(Dataset records)

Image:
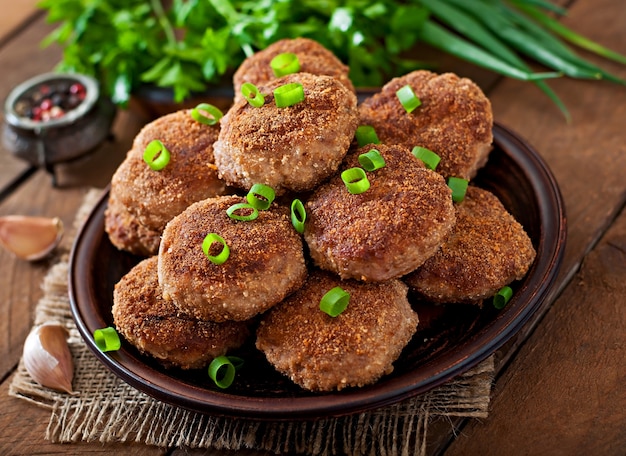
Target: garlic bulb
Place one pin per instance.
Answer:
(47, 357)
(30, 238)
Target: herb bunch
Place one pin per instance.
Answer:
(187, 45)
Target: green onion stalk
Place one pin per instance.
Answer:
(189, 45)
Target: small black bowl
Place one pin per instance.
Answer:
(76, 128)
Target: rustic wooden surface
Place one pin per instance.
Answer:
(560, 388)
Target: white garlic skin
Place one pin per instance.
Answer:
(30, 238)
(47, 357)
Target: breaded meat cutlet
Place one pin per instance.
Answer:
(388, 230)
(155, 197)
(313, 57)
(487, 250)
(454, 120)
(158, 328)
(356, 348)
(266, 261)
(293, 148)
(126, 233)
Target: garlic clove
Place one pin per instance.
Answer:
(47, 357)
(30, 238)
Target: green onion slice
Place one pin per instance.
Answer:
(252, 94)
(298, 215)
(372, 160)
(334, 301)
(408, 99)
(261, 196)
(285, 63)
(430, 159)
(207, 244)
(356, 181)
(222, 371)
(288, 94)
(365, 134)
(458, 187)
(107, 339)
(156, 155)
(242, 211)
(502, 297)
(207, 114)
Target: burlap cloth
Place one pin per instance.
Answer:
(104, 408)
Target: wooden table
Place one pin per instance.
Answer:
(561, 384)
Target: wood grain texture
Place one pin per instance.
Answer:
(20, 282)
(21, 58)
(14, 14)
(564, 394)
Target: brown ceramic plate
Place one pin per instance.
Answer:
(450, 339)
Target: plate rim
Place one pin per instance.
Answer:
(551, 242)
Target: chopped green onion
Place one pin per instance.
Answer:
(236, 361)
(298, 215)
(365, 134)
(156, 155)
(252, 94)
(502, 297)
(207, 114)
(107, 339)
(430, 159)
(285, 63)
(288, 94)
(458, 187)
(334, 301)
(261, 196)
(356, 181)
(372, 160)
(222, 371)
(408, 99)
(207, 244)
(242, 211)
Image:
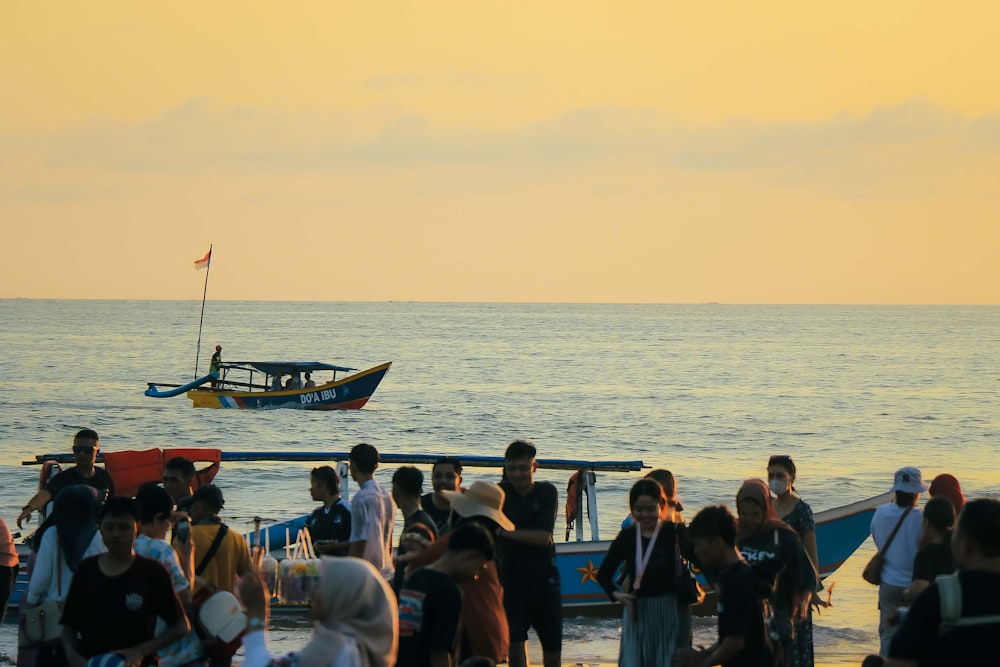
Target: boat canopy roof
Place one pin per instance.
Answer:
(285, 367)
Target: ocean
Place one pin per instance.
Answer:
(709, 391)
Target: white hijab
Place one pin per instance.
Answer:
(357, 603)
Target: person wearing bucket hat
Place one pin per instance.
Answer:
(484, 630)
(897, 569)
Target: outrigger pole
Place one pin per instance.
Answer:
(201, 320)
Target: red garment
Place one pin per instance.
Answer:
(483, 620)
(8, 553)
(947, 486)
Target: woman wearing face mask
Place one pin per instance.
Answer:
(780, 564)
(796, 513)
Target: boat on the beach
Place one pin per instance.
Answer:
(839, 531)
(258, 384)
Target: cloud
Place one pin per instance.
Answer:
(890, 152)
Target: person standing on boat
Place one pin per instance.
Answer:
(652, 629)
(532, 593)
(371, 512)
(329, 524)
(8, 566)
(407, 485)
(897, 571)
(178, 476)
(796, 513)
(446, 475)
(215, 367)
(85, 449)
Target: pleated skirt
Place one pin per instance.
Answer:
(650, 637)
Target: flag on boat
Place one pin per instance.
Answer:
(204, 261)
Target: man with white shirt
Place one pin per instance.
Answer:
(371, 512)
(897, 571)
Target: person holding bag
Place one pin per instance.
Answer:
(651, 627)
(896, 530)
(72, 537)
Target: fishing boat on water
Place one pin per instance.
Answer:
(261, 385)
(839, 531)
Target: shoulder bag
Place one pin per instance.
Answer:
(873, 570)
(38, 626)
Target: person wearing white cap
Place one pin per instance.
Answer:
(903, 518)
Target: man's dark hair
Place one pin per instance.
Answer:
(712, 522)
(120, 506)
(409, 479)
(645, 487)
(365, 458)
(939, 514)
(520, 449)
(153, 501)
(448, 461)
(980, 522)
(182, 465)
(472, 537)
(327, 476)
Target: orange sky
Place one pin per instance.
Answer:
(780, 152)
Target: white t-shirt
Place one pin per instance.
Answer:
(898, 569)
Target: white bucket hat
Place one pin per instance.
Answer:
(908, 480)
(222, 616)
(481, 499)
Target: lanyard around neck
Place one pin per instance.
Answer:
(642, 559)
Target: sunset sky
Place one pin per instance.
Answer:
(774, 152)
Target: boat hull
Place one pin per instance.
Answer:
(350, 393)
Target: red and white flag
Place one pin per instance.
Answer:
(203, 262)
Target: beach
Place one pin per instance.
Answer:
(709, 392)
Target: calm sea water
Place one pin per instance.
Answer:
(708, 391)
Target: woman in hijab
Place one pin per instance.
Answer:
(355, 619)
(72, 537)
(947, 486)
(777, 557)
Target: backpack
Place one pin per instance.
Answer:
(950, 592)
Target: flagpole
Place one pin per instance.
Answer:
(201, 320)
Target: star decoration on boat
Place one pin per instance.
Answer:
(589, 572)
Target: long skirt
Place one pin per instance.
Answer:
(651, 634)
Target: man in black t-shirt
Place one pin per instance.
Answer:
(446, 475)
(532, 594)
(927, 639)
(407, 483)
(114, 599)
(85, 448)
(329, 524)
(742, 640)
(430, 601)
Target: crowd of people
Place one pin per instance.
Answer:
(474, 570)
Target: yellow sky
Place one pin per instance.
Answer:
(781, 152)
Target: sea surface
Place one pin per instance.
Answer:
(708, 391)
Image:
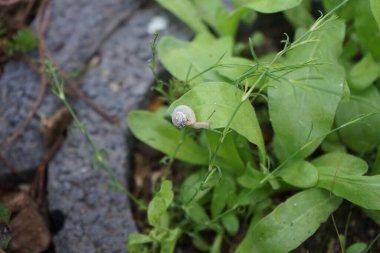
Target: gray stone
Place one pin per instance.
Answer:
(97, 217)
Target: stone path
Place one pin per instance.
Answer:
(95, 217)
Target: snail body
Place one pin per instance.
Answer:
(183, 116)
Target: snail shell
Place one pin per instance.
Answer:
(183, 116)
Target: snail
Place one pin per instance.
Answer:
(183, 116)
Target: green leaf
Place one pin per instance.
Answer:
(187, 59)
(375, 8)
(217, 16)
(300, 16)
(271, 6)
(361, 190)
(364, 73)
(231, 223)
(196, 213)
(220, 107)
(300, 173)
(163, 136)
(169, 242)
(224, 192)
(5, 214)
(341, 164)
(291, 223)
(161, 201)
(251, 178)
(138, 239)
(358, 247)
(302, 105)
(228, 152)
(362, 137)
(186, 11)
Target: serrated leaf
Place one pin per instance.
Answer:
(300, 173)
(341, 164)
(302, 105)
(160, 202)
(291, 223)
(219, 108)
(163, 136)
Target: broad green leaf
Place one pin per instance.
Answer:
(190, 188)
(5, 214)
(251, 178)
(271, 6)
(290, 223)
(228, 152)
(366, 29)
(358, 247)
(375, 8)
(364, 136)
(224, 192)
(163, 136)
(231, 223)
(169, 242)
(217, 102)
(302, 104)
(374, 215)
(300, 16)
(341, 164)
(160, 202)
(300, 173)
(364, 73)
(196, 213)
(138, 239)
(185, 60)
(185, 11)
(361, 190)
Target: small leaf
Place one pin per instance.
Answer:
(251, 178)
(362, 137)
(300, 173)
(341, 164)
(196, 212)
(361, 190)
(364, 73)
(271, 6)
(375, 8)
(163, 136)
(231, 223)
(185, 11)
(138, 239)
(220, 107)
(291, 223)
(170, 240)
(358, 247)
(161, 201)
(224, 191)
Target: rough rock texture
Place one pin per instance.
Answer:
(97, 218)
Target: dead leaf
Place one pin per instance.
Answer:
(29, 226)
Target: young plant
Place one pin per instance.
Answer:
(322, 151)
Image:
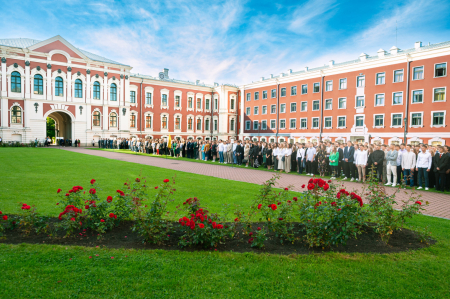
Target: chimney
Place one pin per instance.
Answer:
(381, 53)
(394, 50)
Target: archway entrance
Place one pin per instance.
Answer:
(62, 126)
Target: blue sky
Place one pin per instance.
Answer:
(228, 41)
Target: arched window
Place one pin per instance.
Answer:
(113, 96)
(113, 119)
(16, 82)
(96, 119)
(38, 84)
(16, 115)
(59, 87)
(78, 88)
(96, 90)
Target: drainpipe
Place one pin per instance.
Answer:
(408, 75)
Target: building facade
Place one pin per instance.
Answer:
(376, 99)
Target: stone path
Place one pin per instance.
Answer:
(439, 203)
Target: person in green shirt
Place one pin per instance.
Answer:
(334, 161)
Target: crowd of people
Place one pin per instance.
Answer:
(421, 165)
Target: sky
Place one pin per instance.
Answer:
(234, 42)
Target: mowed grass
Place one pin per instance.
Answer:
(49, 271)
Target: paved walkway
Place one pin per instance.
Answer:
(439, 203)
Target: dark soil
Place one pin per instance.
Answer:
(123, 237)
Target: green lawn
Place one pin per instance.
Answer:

(End Dataset records)
(Dataset records)

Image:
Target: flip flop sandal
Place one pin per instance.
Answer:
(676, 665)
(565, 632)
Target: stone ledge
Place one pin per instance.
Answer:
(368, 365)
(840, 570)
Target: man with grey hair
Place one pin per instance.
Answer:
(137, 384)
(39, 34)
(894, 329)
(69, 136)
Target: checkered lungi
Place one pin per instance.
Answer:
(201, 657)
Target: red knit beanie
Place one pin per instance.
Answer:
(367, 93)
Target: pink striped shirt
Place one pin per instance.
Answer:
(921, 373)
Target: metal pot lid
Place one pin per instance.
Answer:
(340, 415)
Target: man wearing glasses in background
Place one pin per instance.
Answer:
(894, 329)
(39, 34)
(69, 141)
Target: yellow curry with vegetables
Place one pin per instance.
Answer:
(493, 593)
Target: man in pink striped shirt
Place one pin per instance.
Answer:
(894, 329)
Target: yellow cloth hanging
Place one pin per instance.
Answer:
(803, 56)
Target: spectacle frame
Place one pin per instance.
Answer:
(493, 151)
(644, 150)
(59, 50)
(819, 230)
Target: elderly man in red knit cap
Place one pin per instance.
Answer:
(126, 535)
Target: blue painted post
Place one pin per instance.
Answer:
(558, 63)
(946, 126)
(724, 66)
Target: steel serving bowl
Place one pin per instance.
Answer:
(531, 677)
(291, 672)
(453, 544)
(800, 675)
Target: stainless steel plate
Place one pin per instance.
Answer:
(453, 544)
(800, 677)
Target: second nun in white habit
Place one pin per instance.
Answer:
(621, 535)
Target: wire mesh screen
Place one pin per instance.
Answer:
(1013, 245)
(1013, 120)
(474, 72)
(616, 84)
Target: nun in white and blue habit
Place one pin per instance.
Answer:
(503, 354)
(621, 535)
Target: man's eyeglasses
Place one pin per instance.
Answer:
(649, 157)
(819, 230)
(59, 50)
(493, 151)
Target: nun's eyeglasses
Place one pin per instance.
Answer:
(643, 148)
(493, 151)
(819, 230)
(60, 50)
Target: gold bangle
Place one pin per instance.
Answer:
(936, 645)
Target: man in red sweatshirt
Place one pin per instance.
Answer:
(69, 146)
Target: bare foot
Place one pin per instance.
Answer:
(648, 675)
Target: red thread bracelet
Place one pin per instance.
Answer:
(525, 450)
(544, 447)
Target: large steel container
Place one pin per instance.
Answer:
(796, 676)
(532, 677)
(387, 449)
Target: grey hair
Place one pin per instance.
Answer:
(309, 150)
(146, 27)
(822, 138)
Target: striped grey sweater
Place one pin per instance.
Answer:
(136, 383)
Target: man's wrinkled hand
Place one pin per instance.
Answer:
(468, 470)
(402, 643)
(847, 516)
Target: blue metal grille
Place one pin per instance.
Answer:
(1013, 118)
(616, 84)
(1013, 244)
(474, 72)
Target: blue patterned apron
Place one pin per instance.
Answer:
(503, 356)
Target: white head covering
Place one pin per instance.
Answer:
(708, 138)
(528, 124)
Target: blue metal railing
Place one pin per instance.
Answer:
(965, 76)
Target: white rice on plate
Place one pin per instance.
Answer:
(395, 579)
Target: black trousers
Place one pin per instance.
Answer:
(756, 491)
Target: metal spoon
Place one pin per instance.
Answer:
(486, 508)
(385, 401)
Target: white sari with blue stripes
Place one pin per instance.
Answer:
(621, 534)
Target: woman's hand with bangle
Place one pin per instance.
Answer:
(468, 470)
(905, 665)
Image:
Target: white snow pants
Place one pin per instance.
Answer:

(End Dataset records)

● Exercise aim: Which of the lines in the listing above include "grey"? Report each of them.

● Task result:
Target: man with grey hair
Target: grey hair
Target: striped grey sweater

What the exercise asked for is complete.